#### [課題 A]
記録から単語「cloud」を含む行をすべて選び、そのまま書き写しなさい。大文字と小文字は区別するものとします。

雪乃 ≧ 有里 = 設子 > 蓮 ≧ 鞠奈

 雪乃は5人のなかでもメイン格であるわけで、そのためボリュームとか半端無かったような気がします。
 優遇されてるなー、と(笑)。
 ボディガードとしてのプロットも、女の子を救うというプロットも見事に昇華されているカンジ。
 全体のまとまりが良いっちうかー。
 加えて、クライマックスでの「お互いを想うからこそ生じる気持ちのすれ違い」の部分がわたし的にはヒット!
 貴方が傷つくくらいなら、自分が犠牲になったほうが良い……といった。
 それは感情にまかせた浅はかな判断なのかもですけれど、やっぱりドラマですよ〜(T▽T)。


 有里は親しみやすさが好感でした。
 おまけにエージェントとして主人公へ抱くコンプレックスも、当然ドラマのトリガーですし。
 ほかの4人に比べて敵がショボい点と、エピローグが弱いという点が残念ですけれど。
 ……ネタ、息切れしちゃったのかなー?(苦笑)
 んでもやぱし、パートナーとしての友情から始まる恋物語って良いな〜……と思うのですよーん。


 設子は主人公の立場との対比がドラマになっていますしー。
 そしてその立場を追われて帰る場所が無くなったところで発展する恋っちうのもね、また良いものなのですわ!(笑)
 主人公の包容力の見せ所っしょ!
 ツンデレではないですけれど、強さばかりを見せていたところで急に弱さを発するというこの落差が萌えなのか、萌えなのか!!?
 そして設子さんは、ほかのシナリオでの活躍がカッコイイところも見逃せません。
 雪乃シナリオでの礼拝堂でのやりとりとか、有里シナリオでの退場の仕草とか。
 この凛々しさがあるからこそ、本人のシナリオのなかでの愛らしさが引き立つっちうかー(笑)。


 蓮と鞠奈は先述の「物語が近似している」ふたりなので、ほぼ同格。
 差が生じているのは、鞠奈の子供っぽさがちょっと鼻についたので、その点がー。
 あるいは蓮ともども、子供っぽさというものではなくて「世間知らずのお嬢様」に類するものなのかもしれませんけれど。

 にしても、あれですか。
 鞠奈の裏表かつ毒のある性格による言動に北都南さんが声をあてると、当初はどうしてもみやびに聞こえてきてしまいましたことよ(^_^;)。



 そんな次第で、ヒサブリに遊んだ作品がこの作品で良かった!と思えるくらいに楽しかったです。

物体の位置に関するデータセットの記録
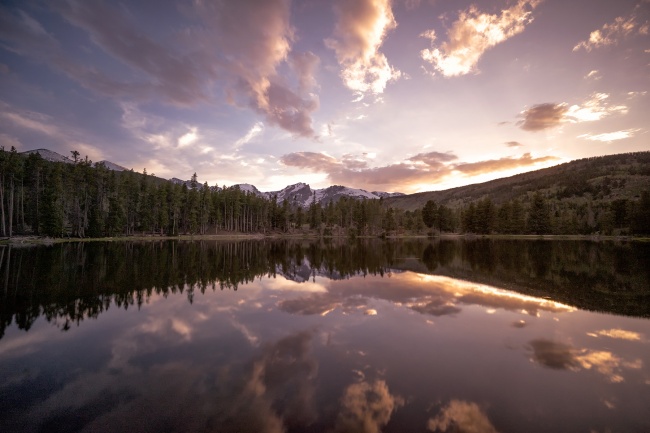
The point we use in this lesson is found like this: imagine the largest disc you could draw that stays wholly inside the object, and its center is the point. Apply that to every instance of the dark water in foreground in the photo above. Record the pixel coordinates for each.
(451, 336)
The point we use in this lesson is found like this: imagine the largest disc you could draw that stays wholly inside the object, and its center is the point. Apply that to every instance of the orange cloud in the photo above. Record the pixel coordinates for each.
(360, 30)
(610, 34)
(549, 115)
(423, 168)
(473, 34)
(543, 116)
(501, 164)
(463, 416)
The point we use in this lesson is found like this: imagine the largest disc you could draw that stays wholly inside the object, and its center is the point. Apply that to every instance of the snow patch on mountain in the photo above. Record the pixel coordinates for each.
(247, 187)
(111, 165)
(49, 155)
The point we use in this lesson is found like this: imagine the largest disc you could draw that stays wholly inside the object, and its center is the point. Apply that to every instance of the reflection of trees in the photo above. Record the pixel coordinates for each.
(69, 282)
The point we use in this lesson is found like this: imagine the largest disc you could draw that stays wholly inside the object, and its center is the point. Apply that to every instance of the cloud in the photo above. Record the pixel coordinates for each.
...
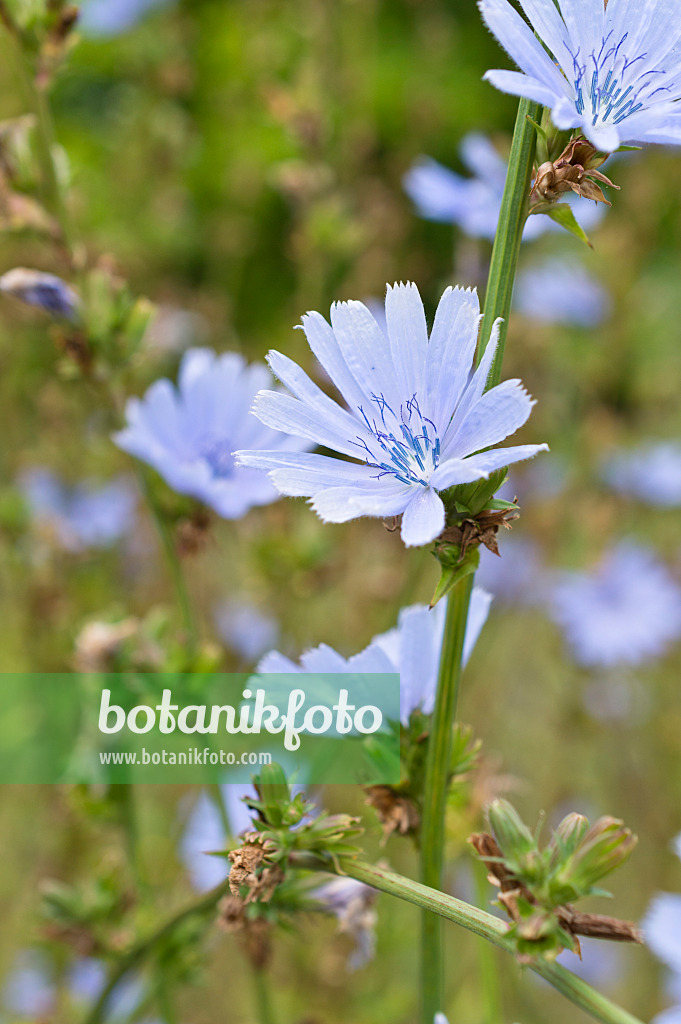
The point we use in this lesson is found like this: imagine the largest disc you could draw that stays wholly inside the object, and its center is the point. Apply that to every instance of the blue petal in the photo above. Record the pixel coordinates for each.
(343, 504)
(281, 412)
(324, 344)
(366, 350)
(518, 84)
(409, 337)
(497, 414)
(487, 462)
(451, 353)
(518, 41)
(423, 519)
---
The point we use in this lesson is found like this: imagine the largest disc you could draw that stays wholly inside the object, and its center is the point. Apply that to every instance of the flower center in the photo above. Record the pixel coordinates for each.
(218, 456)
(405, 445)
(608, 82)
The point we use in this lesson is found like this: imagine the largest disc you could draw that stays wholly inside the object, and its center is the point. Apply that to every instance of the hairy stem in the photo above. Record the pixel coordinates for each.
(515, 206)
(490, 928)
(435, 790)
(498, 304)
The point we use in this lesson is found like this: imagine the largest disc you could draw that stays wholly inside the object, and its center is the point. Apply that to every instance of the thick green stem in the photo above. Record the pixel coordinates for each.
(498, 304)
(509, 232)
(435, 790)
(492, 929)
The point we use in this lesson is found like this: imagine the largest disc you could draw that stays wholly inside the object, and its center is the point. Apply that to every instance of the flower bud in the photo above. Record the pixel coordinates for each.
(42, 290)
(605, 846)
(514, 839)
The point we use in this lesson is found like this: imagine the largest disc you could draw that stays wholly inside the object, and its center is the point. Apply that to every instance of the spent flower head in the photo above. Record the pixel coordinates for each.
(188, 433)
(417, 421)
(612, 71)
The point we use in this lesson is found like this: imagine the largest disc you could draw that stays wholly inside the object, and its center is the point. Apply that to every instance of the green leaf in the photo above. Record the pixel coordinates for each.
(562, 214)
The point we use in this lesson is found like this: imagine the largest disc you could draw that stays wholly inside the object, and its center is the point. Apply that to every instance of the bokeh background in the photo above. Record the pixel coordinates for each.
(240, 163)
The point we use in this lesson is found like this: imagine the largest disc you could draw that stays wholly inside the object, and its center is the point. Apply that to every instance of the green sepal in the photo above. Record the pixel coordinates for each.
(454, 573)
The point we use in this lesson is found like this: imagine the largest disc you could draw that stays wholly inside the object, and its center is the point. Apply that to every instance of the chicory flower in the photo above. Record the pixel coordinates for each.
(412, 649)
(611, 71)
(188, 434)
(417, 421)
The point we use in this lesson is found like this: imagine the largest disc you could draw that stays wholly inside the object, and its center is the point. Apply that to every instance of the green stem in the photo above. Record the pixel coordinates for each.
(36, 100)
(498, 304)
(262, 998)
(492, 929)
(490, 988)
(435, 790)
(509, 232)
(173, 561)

#### [課題 B]
本文で、有里のシナリオについて残念だと述べられている点は何ですか。

#### [解答 A]
The point we use in this lesson is found like this: imagine the largest disc you could draw that stays wholly inside the object, and its center is the point. Apply that to every instance of the orange cloud in the photo above. Record the pixel coordinates for each.
The point we use in this lesson is found like this: imagine the largest disc you could draw that stays wholly inside the object, and its center is the point. Apply that to every instance of the cloud in the photo above. Record the pixel coordinates for each.

#### [解答 B]
ほかの4人に比べて敵がショボい点と、エピローグが弱い点です。